● PROVIDED TEXT:
***
Think it’s just for people talking trivia? Wrong! It’s a real community out there, says Twitter convert James Brown.

When you tell a non-user that you love being on Twitter and they should try it out, they always reply: “But why would I want to know what someone’s having for breakfast?” It’s a strange perception of something that is essentially a very fast and inclusive news stream. As if all over the world, six million tweeters are furiously pumping out details of toast, cereal and scrambled eggs. Pausing halfway through a glass of orange juice to type about their orange juice. Ignoring their Frosties to fetch their phones so they can give an account of how sugary the milk tastes. Sure, some of this coffee-house chatter does go on, but I’ve been hooked on Twitter for over a year and I couldn’t tell you what Jonathan Ross, Alec Baldwin or Lauren Laverne have for breakfast.

If you’re not familiar with Twitter yet, it’s an easy-to-use, digital platform that allows you to tap into information and opinion being produced by the people you’re interested in. You can access it on a mobile phone or your computer. If you want to follow your favourite film star, sports team or gardening expert, or maybe check the weather or the share index, or you want to get the inside track on the funniest performers or cleverest minds on earth, they’re all here. Most importantly, you can locate and liaise with people you have something in common with. I doubt there’s a single hobby or pursuit in the world that someone isn’t tweeting about. If you want a running commentary on walks around the Lake District, just follow fellow RD writer and BBC broadcaster Stuart Maconie. You choose who you follow, and if they do start droning on about their breakfast and you find that tedious you simply “Unfollow” them.

Embracing Twitter

I think if Twitter hadn’t been called Twitter it would have been easier to approach. The word sounds irritating —like a high-pitched busybody or an annoying, precocious child. But if you can get past that, there’s a fantastic community you can tap into. For those of us who work alone or wait at home for the family to reappear, it’s a gateway to the world. I follow a lot of journalists, comedians and weirdos, and as I type away the constant feed of information popping up is like being in a big bustling office. You overhear other people’s conversations, are drawn in by humour, and watch in disbelief as rows develop. You can also choose who you “sit next to” in this virtual office. My favourite tweeters are Caitlin Moran (@caitlinmoran), Daniel Ruiz Tizon (@PleaseDontHugMe), and spoof tweeter Andy Dawson (@dianainheaven). Why? Because they make me laugh at least two or three times a day. You can also occasionally find yourself having a conversation with, or being “retweeted” by, people you admire. My colleague Matt at Sabotage Times was shocked during the last World Cup to have Lionel Messi, the best footballer in the world, reply to a request that his manager Maradona should join Twitter. “Lionel Messi has just tweeted me,” said Matt in a state of shock.
***
● EXERCISE SET:
**a.** Set down the stretch of the article about Twitter from "When you tell" through "have for breakfast.", word for word.
**b.** Please take the article about Twitter further, starting right after its last sentence.

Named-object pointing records
***
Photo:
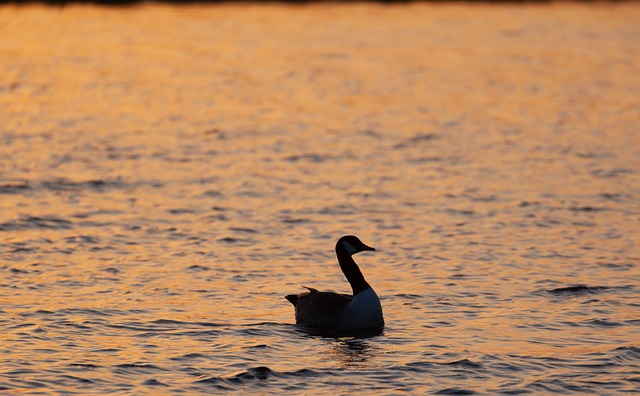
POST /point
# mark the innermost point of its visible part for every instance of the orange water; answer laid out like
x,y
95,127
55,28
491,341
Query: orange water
x,y
168,173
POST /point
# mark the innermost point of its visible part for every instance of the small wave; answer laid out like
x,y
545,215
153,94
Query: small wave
x,y
14,187
153,382
36,222
578,290
455,391
63,184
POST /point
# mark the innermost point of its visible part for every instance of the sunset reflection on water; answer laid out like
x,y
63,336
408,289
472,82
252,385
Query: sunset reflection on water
x,y
169,173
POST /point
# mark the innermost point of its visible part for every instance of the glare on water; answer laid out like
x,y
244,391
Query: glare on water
x,y
169,173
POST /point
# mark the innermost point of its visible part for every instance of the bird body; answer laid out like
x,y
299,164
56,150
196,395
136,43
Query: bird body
x,y
341,313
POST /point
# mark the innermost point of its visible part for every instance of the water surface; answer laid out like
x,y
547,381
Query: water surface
x,y
168,174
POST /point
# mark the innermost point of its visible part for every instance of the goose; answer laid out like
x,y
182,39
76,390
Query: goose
x,y
341,313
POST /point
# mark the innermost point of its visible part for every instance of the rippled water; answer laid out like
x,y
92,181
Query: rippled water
x,y
168,174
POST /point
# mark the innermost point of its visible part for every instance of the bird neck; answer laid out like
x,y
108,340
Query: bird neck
x,y
351,271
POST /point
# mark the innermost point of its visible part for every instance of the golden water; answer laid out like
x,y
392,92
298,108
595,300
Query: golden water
x,y
168,173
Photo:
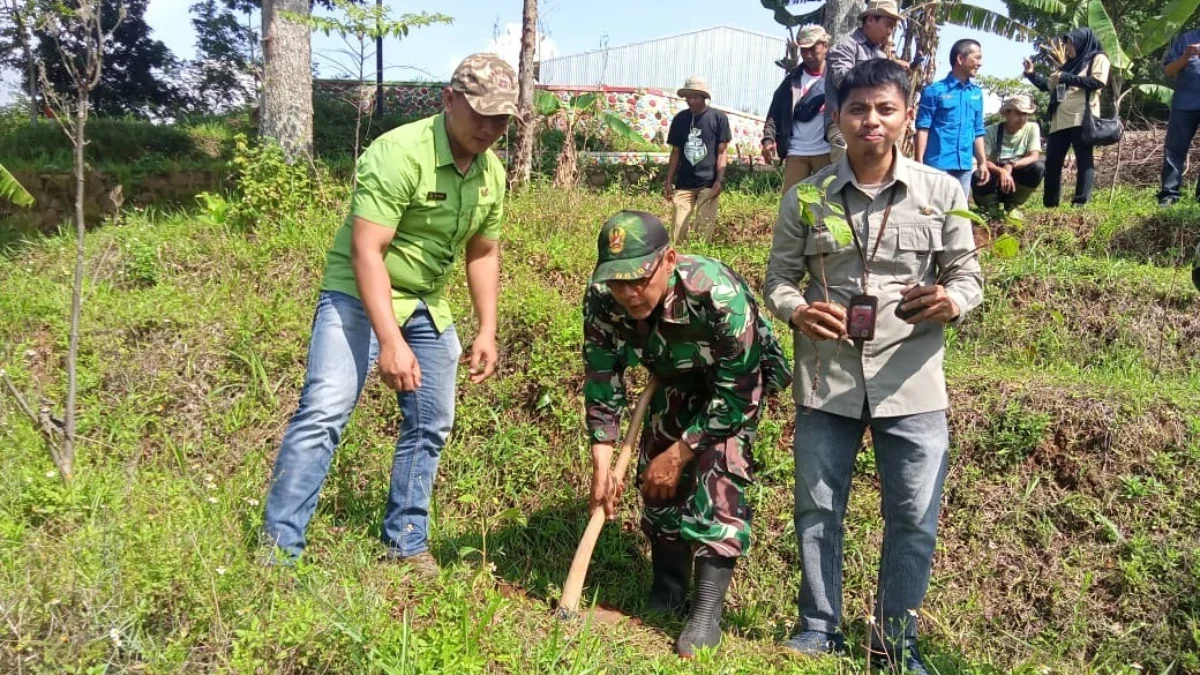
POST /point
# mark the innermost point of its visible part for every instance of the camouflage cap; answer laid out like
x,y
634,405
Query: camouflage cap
x,y
489,83
810,35
881,9
629,244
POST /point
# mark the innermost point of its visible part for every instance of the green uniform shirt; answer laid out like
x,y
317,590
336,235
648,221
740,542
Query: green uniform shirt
x,y
707,335
1012,145
408,180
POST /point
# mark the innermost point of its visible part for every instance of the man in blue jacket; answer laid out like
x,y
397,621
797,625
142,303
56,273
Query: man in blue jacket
x,y
1182,61
949,121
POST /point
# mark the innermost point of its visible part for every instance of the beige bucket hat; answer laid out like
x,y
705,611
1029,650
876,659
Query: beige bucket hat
x,y
810,35
881,9
1021,103
489,83
696,85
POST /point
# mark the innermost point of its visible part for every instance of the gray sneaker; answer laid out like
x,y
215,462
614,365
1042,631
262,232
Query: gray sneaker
x,y
423,563
816,643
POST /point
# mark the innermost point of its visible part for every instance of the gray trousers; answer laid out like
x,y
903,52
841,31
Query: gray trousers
x,y
911,458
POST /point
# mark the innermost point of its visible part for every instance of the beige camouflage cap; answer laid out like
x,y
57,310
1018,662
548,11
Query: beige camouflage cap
x,y
881,9
1021,103
810,35
695,85
489,83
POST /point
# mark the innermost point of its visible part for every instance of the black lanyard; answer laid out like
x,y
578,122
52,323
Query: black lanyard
x,y
867,231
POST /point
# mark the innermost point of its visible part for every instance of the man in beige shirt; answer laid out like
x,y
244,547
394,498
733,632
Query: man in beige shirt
x,y
909,269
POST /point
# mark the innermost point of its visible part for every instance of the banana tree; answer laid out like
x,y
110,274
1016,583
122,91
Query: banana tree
x,y
13,191
568,115
1153,36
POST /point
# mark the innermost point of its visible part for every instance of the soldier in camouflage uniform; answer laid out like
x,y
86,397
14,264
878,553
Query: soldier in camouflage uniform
x,y
694,324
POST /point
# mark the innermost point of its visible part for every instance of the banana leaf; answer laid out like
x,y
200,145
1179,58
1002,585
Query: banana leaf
x,y
13,191
1098,21
979,18
1156,93
1049,7
546,103
1161,30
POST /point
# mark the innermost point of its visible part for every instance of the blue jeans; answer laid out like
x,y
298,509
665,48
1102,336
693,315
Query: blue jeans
x,y
910,457
342,348
1180,131
964,178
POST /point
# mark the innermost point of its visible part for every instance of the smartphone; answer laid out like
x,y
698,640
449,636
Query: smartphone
x,y
905,315
863,314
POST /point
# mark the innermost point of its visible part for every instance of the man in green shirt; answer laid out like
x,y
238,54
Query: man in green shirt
x,y
1014,163
695,324
426,191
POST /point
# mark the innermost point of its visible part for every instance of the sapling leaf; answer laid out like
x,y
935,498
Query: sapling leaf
x,y
808,193
1006,246
840,230
970,215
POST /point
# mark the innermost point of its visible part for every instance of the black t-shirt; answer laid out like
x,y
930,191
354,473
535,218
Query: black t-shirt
x,y
697,163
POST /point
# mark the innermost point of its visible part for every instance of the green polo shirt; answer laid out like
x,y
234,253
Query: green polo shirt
x,y
408,180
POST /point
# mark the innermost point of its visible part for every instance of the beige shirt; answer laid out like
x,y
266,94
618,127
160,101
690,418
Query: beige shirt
x,y
900,371
1071,109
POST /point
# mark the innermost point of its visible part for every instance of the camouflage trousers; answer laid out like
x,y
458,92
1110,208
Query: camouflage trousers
x,y
709,508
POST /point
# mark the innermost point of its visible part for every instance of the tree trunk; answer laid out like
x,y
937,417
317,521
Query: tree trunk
x,y
521,162
69,423
286,107
30,63
841,18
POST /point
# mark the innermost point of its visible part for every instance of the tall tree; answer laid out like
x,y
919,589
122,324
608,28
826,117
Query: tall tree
x,y
141,73
286,108
227,67
16,40
360,27
521,163
79,34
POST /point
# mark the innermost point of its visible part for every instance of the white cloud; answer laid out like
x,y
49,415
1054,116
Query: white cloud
x,y
508,46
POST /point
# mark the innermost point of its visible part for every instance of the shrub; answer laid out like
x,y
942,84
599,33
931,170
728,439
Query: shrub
x,y
334,120
117,142
271,191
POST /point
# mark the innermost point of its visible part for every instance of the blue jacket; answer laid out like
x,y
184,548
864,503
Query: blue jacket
x,y
1187,83
952,111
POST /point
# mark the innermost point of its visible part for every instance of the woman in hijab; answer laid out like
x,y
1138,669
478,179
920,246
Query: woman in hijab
x,y
1085,71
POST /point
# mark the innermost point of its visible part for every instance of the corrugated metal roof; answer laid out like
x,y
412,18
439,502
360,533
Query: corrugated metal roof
x,y
738,64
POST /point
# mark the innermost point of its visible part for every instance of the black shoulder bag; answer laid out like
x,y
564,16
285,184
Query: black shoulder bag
x,y
1098,131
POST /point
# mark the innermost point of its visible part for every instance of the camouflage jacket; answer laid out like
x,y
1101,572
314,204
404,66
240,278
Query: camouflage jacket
x,y
708,333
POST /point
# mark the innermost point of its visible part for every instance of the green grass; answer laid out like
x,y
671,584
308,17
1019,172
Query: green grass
x,y
1071,531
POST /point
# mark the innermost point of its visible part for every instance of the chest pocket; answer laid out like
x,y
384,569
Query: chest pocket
x,y
479,213
917,248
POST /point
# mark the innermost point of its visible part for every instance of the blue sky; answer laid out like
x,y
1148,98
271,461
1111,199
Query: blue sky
x,y
568,25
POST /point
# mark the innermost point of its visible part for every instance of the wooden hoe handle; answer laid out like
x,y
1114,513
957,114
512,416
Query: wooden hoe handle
x,y
574,586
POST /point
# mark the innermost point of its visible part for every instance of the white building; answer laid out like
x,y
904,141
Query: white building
x,y
738,64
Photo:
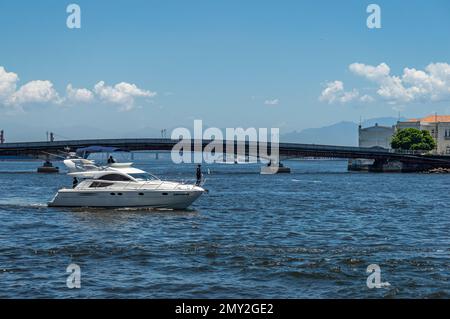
***
● SOLVED PROBLEMS:
**a.**
When you tell a non-user that you love being on Twitter and they should try it out, they always reply: “But why would I want to know what someone’s having for breakfast?” It’s a strange perception of something that is essentially a very fast and inclusive news stream. As if all over the world, six million tweeters are furiously pumping out details of toast, cereal and scrambled eggs. Pausing halfway through a glass of orange juice to type about their orange juice. Ignoring their Frosties to fetch their phones so they can give an account of how sugary the milk tastes. Sure, some of this coffee-house chatter does go on, but I’ve been hooked on Twitter for over a year and I couldn’t tell you what Jonathan Ross, Alec Baldwin or Lauren Laverne have for breakfast.

**b.**
The less bothered you are about going anywhere, the better Twitter is for you. Before I’d even left my bed this morning, I knew the weather in London and Hastings. I’d followed a link to an article about how the New Zealand badminton team had got themselves into a spot of bother by renaming themselves the Black Cocks. I’d read a fascinating account of a bizarre psychiatric study in the London Review of Books, and I knew that Caitlin Moran had a personal history of “favourite fags”. Some of these things might seem trivial or uninteresting to you, but the point is I’d never previously read the London Review of Books or checked the local news in New Zealand. If you have an inquisitive mind (and you’re reading RD, so I guess you do), then the links posed on Twitter allow you to explore people, places and publications you might not usually come across. As I write, the American comic actor Garry Shandling is commenting on the ball game he’s watching, radio DJ Robert Elms is recommending the hot new crime novel Viva La Madness, and the night editor of The Guardian is describing misty London at dawn as “having an air of the 19th century”.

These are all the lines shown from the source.